BEGIN Provided material
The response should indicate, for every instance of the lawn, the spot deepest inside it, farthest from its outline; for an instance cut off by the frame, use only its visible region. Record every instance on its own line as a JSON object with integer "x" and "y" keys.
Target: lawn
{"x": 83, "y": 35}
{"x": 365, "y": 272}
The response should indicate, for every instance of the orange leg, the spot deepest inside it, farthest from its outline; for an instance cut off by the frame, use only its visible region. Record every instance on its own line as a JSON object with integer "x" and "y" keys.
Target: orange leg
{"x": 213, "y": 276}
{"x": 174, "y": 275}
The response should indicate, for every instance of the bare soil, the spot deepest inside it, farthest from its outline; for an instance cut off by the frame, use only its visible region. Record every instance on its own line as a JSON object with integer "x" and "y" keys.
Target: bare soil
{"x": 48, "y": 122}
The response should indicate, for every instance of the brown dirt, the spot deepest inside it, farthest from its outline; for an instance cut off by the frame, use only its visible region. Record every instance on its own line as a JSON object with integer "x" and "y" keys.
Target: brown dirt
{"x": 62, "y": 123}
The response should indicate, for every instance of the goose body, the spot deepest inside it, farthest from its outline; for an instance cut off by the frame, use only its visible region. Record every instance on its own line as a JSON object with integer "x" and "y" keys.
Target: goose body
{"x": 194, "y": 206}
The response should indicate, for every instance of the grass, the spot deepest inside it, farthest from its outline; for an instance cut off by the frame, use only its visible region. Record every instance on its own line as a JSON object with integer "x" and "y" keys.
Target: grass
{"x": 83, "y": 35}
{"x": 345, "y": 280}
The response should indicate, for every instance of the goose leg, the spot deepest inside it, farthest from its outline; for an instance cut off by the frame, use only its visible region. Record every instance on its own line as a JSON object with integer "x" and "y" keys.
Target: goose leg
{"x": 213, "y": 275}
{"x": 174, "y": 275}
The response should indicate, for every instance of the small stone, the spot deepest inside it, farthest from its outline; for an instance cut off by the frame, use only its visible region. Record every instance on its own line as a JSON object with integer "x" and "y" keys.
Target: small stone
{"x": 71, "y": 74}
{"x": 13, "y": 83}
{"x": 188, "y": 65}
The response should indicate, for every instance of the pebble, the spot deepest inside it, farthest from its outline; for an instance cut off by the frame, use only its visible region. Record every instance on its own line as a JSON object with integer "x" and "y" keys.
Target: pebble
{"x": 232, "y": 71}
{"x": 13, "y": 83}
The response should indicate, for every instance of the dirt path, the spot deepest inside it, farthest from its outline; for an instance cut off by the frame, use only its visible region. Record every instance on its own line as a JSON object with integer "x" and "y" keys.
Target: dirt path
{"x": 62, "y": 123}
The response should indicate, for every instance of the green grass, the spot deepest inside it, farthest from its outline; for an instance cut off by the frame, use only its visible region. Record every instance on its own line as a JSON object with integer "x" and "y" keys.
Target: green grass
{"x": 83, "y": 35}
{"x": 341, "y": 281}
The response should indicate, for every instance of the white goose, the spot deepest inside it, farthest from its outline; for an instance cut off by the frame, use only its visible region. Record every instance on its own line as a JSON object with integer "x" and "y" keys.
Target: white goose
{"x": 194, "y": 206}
END Provided material
:: Problem to work on ::
Revise all the records above by changing every "goose" to "duck" and keeping everything else the same.

:: Task response ::
The response should indicate, for every instance of the lawn, the spot deepest inside it, farthest from its outline; for an instance cut off by the frame, use only its visible region. Record every instance on its own line as a JSON object with integer "x" and "y" keys.
Target: lawn
{"x": 83, "y": 35}
{"x": 365, "y": 272}
The response should indicate, for every instance of the orange leg, the spot deepest inside it, farthest from its outline; for an instance cut off by the frame, use only its visible region. Record every instance on its own line as a JSON object with integer "x" and "y" keys.
Target: orange leg
{"x": 213, "y": 276}
{"x": 174, "y": 275}
The response should indicate, for every instance of the bare soil, the spot deepest inside it, farthest from its outline; for an instance cut off by the frame, use only its visible region. Record every instance on its own line as a JSON object with integer "x" and "y" keys.
Target: bare soil
{"x": 48, "y": 122}
The response should indicate, for every instance of the brown dirt, the spot deepest inside it, farthest from its outline; for an instance cut off by the frame, use only its visible region. Record every instance on its own line as a JSON object with integer "x" and "y" keys.
Target: brown dirt
{"x": 62, "y": 123}
The response should indicate, for every instance of the duck body, the spot deepest inside it, farthest from its outline; for an instance cut off by the frame, use only its visible region. Record every instance on its own line as a JSON object with integer "x" and "y" keys.
Target: duck body
{"x": 194, "y": 206}
The response should indicate, for every instance of the grass, the spot deepest inside it, farthest from its outline; for an instance cut off by the frame, use only its visible region. Record every instance on its own line as a JSON object with integer "x" and "y" keys.
Target: grass
{"x": 83, "y": 35}
{"x": 345, "y": 280}
The response should indicate, for every instance of the duck leg, the spot deepest inside it, farthest from its outline; for an instance cut off by the frame, use only its visible region. Record every instance on its own line as a JSON object with integer "x" and "y" keys.
Target: duck leg
{"x": 213, "y": 275}
{"x": 174, "y": 275}
The response should indicate, for every instance of the small stone, the spot deepest inside it, farthest from its outline; for an instance cut off by the frame, use only its visible region. Record every instance on its own line as a JSON object with integer "x" and "y" keys.
Target: small stone
{"x": 71, "y": 74}
{"x": 13, "y": 83}
{"x": 188, "y": 65}
The response should indicate, for every instance of the pebble, the spot deepest inside it, farthest from its outline; for an instance cut off by the frame, use only its visible region. Record every instance on its own line as a JSON object with integer "x" and "y" keys.
Target: pebble
{"x": 232, "y": 71}
{"x": 13, "y": 83}
The response should indicate, for every instance of the dirt path, the spot deepest inside it, farthest from its outline; for an instance cut off by the frame, use only its visible region. Record every instance on its own line as a JSON object with integer "x" and "y" keys.
Target: dirt path
{"x": 62, "y": 123}
The response should indicate, for every instance of the green grass, the spot deepest inside it, farthest from its outline; for an instance cut off by the frame, use only its visible region. Record every instance on its own line as a JSON object with integer "x" and "y" keys.
Target: green grass
{"x": 83, "y": 35}
{"x": 341, "y": 281}
The response should indicate, for every instance of the white duck, the spot deepest inside it, farthest from its outline; for an instance cut off by the frame, use only its visible region. Record every instance on its own line as a JSON object with integer "x" and "y" keys.
Target: white duck
{"x": 194, "y": 206}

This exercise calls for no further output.